*** Data shown ***
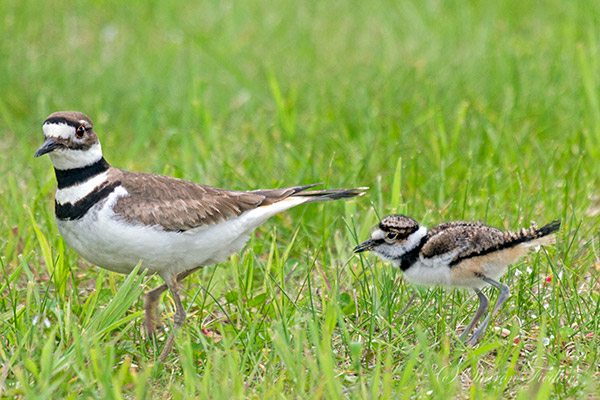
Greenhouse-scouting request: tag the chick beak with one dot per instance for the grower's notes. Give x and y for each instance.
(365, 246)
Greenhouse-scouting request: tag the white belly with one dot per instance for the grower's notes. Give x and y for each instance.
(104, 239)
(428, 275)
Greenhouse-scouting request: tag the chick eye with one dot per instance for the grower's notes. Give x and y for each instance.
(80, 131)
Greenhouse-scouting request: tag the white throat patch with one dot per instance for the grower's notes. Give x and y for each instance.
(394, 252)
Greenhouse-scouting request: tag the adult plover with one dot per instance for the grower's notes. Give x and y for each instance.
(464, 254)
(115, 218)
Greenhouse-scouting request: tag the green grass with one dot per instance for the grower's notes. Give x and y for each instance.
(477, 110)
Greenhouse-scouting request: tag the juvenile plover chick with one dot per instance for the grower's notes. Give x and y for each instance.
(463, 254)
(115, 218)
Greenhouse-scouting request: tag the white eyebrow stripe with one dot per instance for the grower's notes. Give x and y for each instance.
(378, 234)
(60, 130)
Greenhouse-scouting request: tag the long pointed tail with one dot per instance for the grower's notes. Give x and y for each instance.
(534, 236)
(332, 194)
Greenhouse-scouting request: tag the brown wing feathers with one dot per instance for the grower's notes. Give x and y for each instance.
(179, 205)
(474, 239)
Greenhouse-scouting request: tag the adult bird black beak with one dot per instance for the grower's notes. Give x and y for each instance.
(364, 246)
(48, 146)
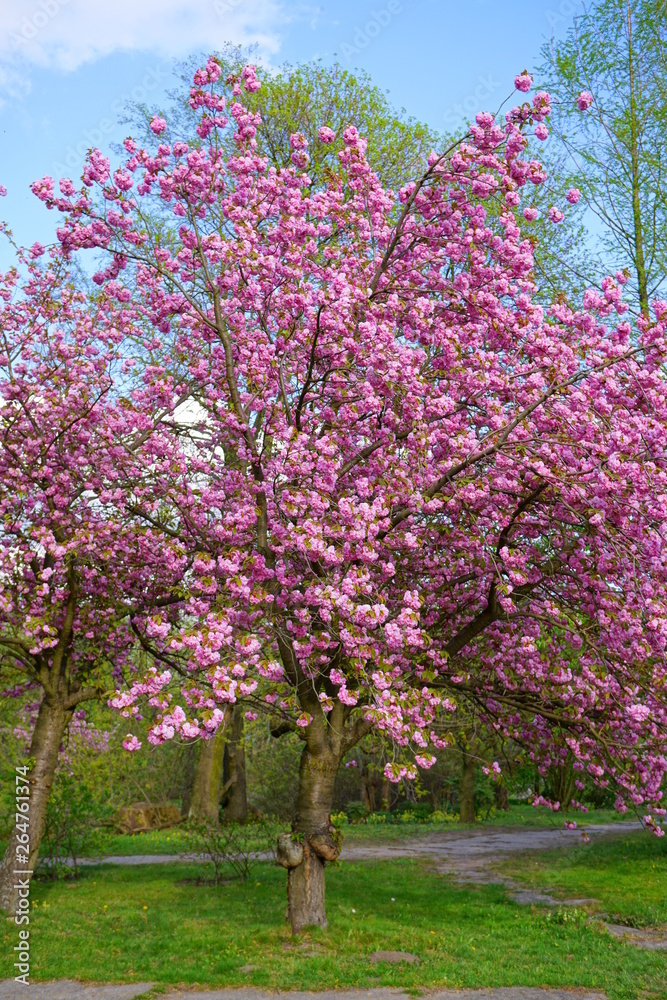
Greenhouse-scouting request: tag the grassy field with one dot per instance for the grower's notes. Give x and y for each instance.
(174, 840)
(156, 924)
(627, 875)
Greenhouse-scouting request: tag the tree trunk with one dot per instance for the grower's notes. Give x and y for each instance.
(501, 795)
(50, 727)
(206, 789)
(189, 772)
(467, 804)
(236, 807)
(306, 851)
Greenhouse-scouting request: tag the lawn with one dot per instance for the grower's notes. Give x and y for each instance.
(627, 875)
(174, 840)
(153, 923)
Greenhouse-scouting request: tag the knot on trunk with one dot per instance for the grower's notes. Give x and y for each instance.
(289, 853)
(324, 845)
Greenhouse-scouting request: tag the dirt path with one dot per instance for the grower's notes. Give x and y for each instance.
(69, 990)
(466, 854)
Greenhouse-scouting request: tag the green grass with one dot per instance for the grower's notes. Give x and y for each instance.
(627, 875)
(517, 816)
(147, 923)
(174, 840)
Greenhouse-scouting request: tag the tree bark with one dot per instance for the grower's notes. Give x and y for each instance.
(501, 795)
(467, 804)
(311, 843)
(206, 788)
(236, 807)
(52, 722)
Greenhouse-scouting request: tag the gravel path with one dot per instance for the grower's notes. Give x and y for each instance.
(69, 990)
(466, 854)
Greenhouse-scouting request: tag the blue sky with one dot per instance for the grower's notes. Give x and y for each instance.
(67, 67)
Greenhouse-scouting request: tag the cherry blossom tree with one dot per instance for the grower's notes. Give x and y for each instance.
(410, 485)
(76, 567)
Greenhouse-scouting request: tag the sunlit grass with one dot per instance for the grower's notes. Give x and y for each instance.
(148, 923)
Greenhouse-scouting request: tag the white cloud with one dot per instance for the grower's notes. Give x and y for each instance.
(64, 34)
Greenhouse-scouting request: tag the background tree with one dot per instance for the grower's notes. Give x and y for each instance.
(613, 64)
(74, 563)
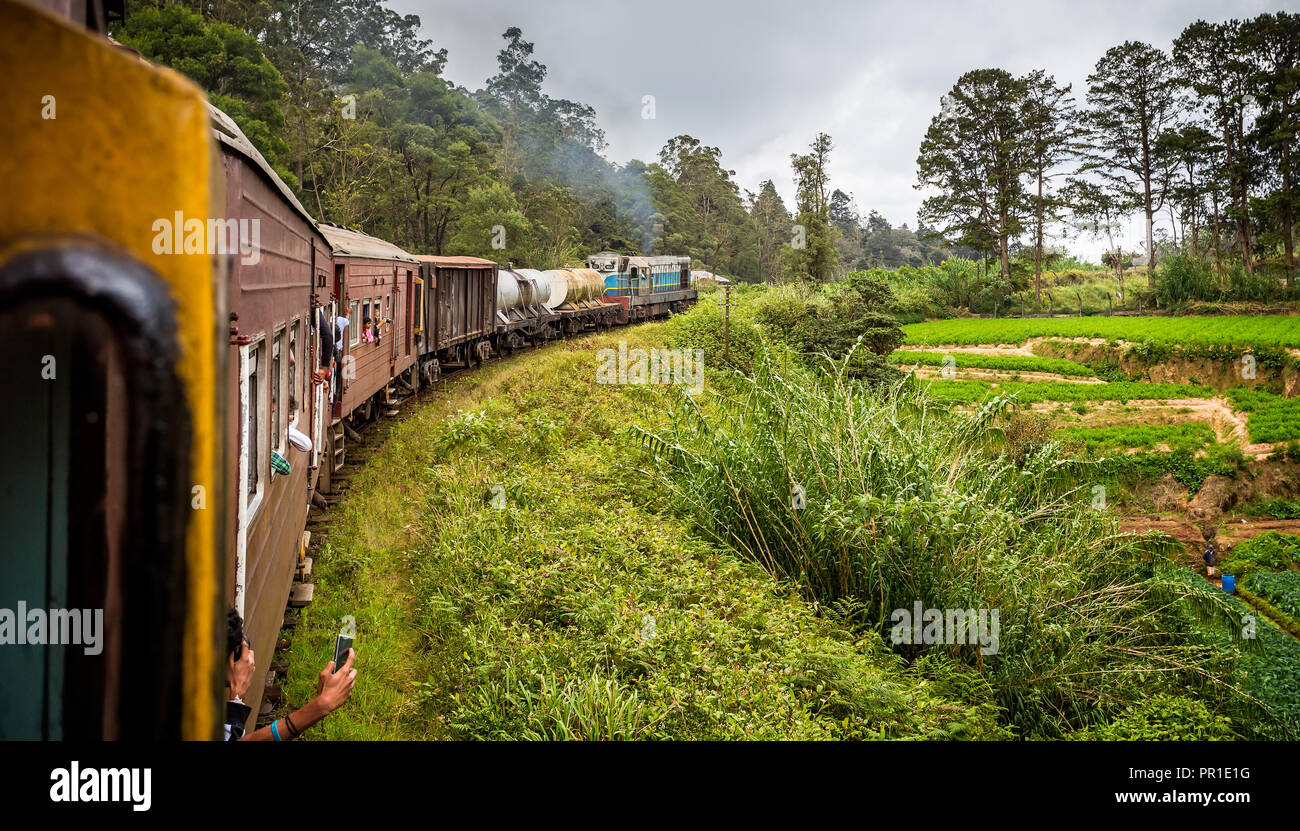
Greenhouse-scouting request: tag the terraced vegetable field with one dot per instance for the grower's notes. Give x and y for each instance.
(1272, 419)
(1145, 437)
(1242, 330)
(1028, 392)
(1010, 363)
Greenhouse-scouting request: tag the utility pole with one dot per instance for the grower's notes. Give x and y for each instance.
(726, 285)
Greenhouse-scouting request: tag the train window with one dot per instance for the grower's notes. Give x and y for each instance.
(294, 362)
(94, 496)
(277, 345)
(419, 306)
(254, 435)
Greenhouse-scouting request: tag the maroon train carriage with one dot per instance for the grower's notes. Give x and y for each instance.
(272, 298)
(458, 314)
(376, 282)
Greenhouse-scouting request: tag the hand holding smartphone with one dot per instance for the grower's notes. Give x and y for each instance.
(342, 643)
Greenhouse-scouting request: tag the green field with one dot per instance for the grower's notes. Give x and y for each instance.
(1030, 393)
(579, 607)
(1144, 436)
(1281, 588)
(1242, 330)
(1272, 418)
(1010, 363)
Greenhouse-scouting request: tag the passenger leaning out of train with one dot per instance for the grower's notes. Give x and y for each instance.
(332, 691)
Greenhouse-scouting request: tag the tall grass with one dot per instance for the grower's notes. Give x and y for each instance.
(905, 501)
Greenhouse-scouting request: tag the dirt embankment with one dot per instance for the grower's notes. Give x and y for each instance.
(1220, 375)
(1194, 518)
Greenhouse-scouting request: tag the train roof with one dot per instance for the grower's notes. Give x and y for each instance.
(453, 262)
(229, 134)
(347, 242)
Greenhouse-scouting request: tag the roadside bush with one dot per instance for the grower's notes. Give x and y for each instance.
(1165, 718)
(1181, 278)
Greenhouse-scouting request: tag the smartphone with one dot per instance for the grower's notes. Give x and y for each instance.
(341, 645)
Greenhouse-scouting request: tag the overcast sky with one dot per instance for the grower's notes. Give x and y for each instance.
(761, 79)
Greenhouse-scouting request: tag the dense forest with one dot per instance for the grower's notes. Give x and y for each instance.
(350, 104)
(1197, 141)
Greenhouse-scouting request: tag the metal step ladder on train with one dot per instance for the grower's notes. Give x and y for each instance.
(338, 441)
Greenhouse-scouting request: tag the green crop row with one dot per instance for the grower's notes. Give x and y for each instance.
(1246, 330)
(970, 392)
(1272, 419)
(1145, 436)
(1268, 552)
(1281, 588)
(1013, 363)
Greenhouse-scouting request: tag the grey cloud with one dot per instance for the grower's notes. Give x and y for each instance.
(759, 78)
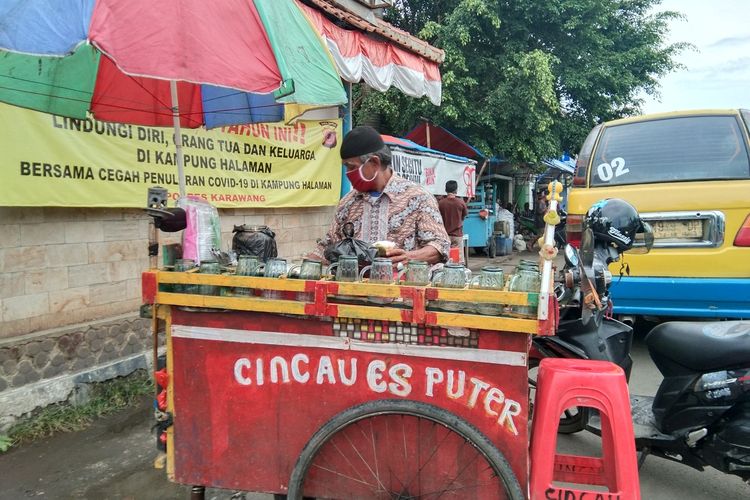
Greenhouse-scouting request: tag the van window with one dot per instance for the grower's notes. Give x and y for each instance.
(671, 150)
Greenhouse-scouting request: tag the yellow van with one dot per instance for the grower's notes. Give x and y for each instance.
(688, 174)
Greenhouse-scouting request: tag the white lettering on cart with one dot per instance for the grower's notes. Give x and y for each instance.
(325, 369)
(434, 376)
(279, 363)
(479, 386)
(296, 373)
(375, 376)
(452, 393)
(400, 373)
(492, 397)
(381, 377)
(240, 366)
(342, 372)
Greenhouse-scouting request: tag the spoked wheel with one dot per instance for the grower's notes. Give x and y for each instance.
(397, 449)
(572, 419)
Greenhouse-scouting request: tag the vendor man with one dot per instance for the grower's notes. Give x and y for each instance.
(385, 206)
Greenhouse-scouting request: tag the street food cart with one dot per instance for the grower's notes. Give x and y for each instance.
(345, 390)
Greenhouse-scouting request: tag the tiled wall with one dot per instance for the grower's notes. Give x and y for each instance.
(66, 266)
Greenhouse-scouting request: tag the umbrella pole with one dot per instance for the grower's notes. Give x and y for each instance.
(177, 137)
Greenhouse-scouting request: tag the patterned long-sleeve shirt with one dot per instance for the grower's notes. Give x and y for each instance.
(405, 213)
*** End of Data shown ***
◆ Aim of the task
The whole listing, minus its images, should be repeated exactly.

◆ Solution to the problem
Greenhouse-scouting request: tag the chick beak with one dot per instance for the grower's notes. Give x and y for each instance.
(365, 246)
Greenhouse-scouting request: tag the white belly with one dot per instance for the grower's notes. Give x and y for each instance.
(104, 239)
(428, 275)
Greenhouse-scouting request: tag the chick eye with one dot per instance for the grower's notes. Give x and y for each instance.
(80, 131)
Greenhouse-scouting request: tag the white throat patch with one dot per instance for the grower's notes. Give x and y for each instance.
(394, 252)
Greenhouse-scouting request: tag the adult plover with one dot per instance for the grower's notes. Give x and y for each instance.
(464, 254)
(115, 218)
Greenhouse-scouting request: tag the green grass with one dot per instance for the grower's notes. Give x and y for each instance.
(477, 110)
Greenhouse-scouting request: tag the juvenile plover chick with one dot per instance for the grower's notes. Give x and y for each instance.
(463, 254)
(115, 218)
Greenhouse-scouting request: tag the white eyebrow stripe with one dot per instance for the grower's notes. Give x and y for each instance.
(378, 234)
(60, 130)
Greenhouse-scouting request: tag the long pointed tail with one dot per instance for the grower's notes. Give x and y for each instance.
(534, 236)
(332, 194)
Greenhouse-scouting request: tag the brown wing feathers with one dot per instance for the grower's notes. Give x and y for each instance.
(179, 205)
(474, 239)
Greenhouse-scouting request: tag the adult bird black beak with one dot per instance for the grower's notes. Give x and y for each instance.
(364, 246)
(48, 146)
Greenhouse-scouting request: tag the grassy field with one dot per instance for the grower's notes. Give x and y for each instance.
(174, 840)
(156, 924)
(627, 875)
Greenhouse-scouting request: tag the tree trunk with one dot per instance for the grower's notes. Give x and y for each instance.
(501, 795)
(50, 727)
(206, 789)
(189, 772)
(467, 804)
(236, 807)
(306, 851)
Greenhouse-scouting request: tag the lawn with one dot per instance for the grower's notes. Give x and y for each instance.
(627, 875)
(174, 840)
(153, 923)
Greenhouse-scouting request: tag the knot on trunk with one dot per instance for the grower's notes. Give x and y for each instance.
(289, 853)
(324, 845)
Greenhouse-scouting request: tag the dirt path with one dot per instance for the grower's notes. Give x and y for each instance.
(69, 990)
(466, 854)
Greenhouse-scouting request: tag the green grass with one dot per instance for the grower's notes. Give x and y for each instance.
(627, 875)
(517, 816)
(147, 923)
(174, 840)
Greenhouse-scouting request: tag the tree bark with one dot per instance for the grower's notes. Give x and y for each instance.
(501, 795)
(467, 804)
(311, 843)
(206, 788)
(236, 807)
(52, 722)
Greenhouse-scouting request: tag the gravel path with one dot per instance for the grower's notes. Give x and y for each instance.
(69, 990)
(466, 854)
Greenhouse-scouting request: tag the blue sky with one dot per instance for the grower's notes. Give x and y for each instance.
(67, 67)
Greenhouse-scouting request: tag the cherry blossom tree with one dot per instance for the grower's notes. Give x and y for each instance.
(410, 485)
(76, 567)
Greenhouse-scouting request: tag the sunlit grass with one dot per instance for the grower's notes. Give x and y for each instance.
(148, 923)
Greenhouse-scouting request: tag the white cloud with one dot per instance for the grower's notes. Give x and y for each instance.
(64, 34)
Greenhouse-scouting request: tag the background tree with one dot per instance for the grower's notes. Give x and y for each instance.
(613, 64)
(74, 563)
Greenhouse-scouting request: tag the terraced vegetable field with one dot per instance for the grower's notes. Give x and y for each instance.
(1272, 419)
(1145, 437)
(1242, 330)
(1028, 392)
(1010, 363)
Greenhouse-scouting request: tag the utility pole with one dot per instance for the grower's notes. Give x and y for each instance.
(726, 285)
Greenhouse-scouting request: tag the train window with one dot per instance for the grower's notes. Give x and y for each instance.
(294, 362)
(94, 496)
(277, 345)
(419, 306)
(254, 435)
Greenhouse-scouting request: tag the maroon train carriage with one dot per instance for the grower's notes. Give x and y for each instance.
(272, 298)
(458, 314)
(376, 282)
Greenhouse-scouting request: tag the hand holding smartphone with one dot per instance for the grower's notes. Give x and y for each instance.
(342, 643)
Greenhouse-scouting request: tag the green field with one dot per instance for the grower's notes. Give x and y for each instance.
(1030, 393)
(579, 607)
(1144, 436)
(1281, 588)
(1242, 330)
(1272, 418)
(1010, 363)
Greenhouse-scouting request: tag the passenger leaning out of train with one dot per instance for the grower's notes. Give x and y for each instance.
(332, 691)
Greenhouse-scouting request: tag the tall grass with one dot per instance for the grower's notes. Give x and y for each instance.
(905, 501)
Greenhouse-scouting request: tag the dirt embankment with one dot per instance for the grower's notes. Give x and y for each instance.
(1220, 375)
(1194, 518)
Greenhouse-scouting request: tag the train roof with one dot per instance for the grower's notes. Give x and y for each instance.
(453, 262)
(229, 134)
(347, 242)
Greenhouse-scouting request: tag the roadside bush with one dot per instance for the grower's notes. Give x and y for each instance.
(1165, 718)
(1181, 278)
Greenhouse-scouting request: tag the smartphone with one dot per instance for the grower's notes. Give x and y for each instance.
(341, 645)
Greenhouse-scouting request: tag the overcast sky with one dot per instance for the grower's notes. Give x and y for each instance.
(761, 79)
Greenhouse-scouting request: tag the dense forest with one dot per instance for the grower's notes. Give x and y for each instance.
(350, 104)
(1197, 141)
Greenhouse-scouting request: tag the metal step ladder on train with one dot per instance for the grower's notes. Give x and y for each instance.
(338, 441)
Greenhouse-scouting request: tag the green crop row with one dot per instance for the grower's notes. Give x and y for each instance.
(1246, 330)
(970, 392)
(1272, 419)
(1145, 436)
(1268, 552)
(1281, 588)
(1013, 363)
Greenhouse-scouting request: tag the grey cloud with one dot per instance for the grower's notes. Give x and y for each instance.
(759, 78)
Greenhouse-scouting request: tag the van window with one dot per instance for the grower's notes. Give x and y for each instance.
(671, 150)
Greenhouse-scouting request: tag the yellow van with one dot per instance for the grower's notes. Give x and y for each instance.
(688, 174)
Greenhouse-scouting request: tag the white lettering on cart with one dot per instance for the grower's notes. Give x and y for each instance.
(325, 369)
(434, 376)
(279, 363)
(479, 386)
(296, 373)
(375, 376)
(452, 393)
(400, 373)
(492, 397)
(381, 377)
(240, 366)
(342, 372)
Greenhouse-scouting request: tag the spoked wheel with one dot per instance for the grower's notes. Give x and y for each instance.
(397, 449)
(572, 419)
Greenhouse-scouting request: tag the vendor man with one dot per instance for the grower's notes. Give x and y for each instance.
(385, 206)
Greenhouse-scouting request: tag the street food cart with one dot per instance for the grower's notes. Give x and y for each instance.
(345, 390)
Greenhouse-scouting request: tag the tiled wall with one dot per instance for the grower's notes. Give x and y for each instance.
(66, 266)
Greenhouse-scouting request: tag the umbrella pole with one dot per instance for the grower's notes. Give x and y for each instance.
(177, 137)
Greenhouse-scouting request: tag the patterned long-sleeve shirt with one dot per instance for the grower's notes. Give x and y for each instance.
(405, 213)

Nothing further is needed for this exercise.